##### Source information #####

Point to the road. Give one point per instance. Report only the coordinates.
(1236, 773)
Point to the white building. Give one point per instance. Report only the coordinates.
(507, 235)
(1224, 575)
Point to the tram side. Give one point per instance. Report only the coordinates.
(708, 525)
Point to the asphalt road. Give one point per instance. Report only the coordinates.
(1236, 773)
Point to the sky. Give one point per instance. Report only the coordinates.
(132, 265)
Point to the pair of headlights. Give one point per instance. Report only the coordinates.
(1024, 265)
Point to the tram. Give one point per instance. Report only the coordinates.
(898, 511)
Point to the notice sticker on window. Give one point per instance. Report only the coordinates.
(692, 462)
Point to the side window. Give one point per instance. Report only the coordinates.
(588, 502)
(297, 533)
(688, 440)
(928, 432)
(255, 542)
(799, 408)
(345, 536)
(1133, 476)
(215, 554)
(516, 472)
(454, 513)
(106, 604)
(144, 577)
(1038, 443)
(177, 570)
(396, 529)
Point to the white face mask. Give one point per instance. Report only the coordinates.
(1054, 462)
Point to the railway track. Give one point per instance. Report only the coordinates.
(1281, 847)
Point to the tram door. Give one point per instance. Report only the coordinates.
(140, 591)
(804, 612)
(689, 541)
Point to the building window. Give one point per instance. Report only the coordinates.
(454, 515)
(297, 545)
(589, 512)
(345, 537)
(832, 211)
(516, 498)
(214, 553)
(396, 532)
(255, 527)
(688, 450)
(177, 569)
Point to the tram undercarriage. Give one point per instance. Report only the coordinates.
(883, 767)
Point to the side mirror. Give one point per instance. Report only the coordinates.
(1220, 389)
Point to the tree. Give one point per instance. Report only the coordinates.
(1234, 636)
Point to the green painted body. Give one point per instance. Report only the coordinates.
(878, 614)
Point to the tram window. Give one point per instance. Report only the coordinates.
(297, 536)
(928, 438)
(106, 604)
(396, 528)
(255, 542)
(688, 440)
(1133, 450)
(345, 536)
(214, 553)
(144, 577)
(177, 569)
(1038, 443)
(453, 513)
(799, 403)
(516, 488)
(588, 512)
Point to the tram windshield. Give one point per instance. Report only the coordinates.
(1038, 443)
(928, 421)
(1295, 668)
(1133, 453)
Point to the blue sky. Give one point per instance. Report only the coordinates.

#####

- Activity
Set the records above down again. Match them exactly.

- Finished task
Point to the road. Give one point per instance. Report only the coordinates.
(1236, 773)
Point to the white building. Give one point per instance. Report only the coordinates.
(507, 235)
(1224, 575)
Point to the tram side. Give one point per instance. Report only the coordinates.
(708, 525)
Point to the asphalt road. Give one point per instance. Report only the coordinates.
(1236, 773)
Point to the sky. Give one point per instance. Report only the coordinates.
(132, 265)
Point to the pair of headlights. Give one point per instance. Report only the coordinates.
(1024, 265)
Point to the tram. Give one point per instance. Report only the coordinates.
(898, 511)
Point to the notice sticker on window. Give one point per instance. Report only the coordinates.
(692, 462)
Point to the side window. Give one point per instance. Report only the coordinates.
(588, 502)
(297, 533)
(688, 440)
(928, 432)
(255, 542)
(799, 408)
(345, 536)
(1133, 476)
(215, 554)
(516, 472)
(454, 513)
(106, 604)
(144, 577)
(1038, 443)
(177, 570)
(396, 529)
Point to the white face mask. Give one point per instance. Report only the coordinates.
(1054, 462)
Point to the railway track. Give one point per instance. Report only the coordinates.
(1281, 847)
Point to the tram door. Give one point per instance. Report only the coordinates.
(140, 591)
(804, 612)
(689, 541)
Point to the building window. Give one point per instance. Report only the coordinates.
(454, 515)
(297, 545)
(589, 512)
(345, 537)
(832, 211)
(516, 498)
(214, 553)
(396, 532)
(255, 527)
(688, 450)
(177, 569)
Point to the tram undercarriage. Give one point per instance. Report only the coordinates.
(883, 767)
Point to the side mirror. Give one point per instance. Report only the coordinates.
(1220, 389)
Point to the tree. Give one point per instance. Report only the coordinates.
(1234, 636)
Point to the green painted body. Give one point per instance. Report only the coordinates.
(878, 614)
Point to the tram window. Give one point per instance. Report only the coordinates.
(297, 536)
(928, 438)
(106, 604)
(396, 528)
(255, 542)
(688, 440)
(1133, 450)
(345, 536)
(214, 553)
(144, 577)
(177, 569)
(1038, 443)
(453, 513)
(799, 403)
(516, 488)
(588, 512)
Point to the tram windshield. Give one point per instance. Report only the coordinates.
(1038, 443)
(928, 421)
(1295, 668)
(1133, 453)
Point to the blue sky. Give one point per instance. Report only the coordinates.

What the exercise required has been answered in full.